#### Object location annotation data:
--- begin ---

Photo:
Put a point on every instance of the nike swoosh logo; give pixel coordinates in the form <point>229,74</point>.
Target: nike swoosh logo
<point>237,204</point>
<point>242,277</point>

--- end ---

#### WHAT THE TASK ASKS:
Extract all of the data above without altering anything.

#### SOLUTION:
Photo:
Put a point on every instance of the nike swoosh logo; give pixel coordinates in the form <point>229,74</point>.
Target: nike swoosh logo
<point>237,204</point>
<point>242,277</point>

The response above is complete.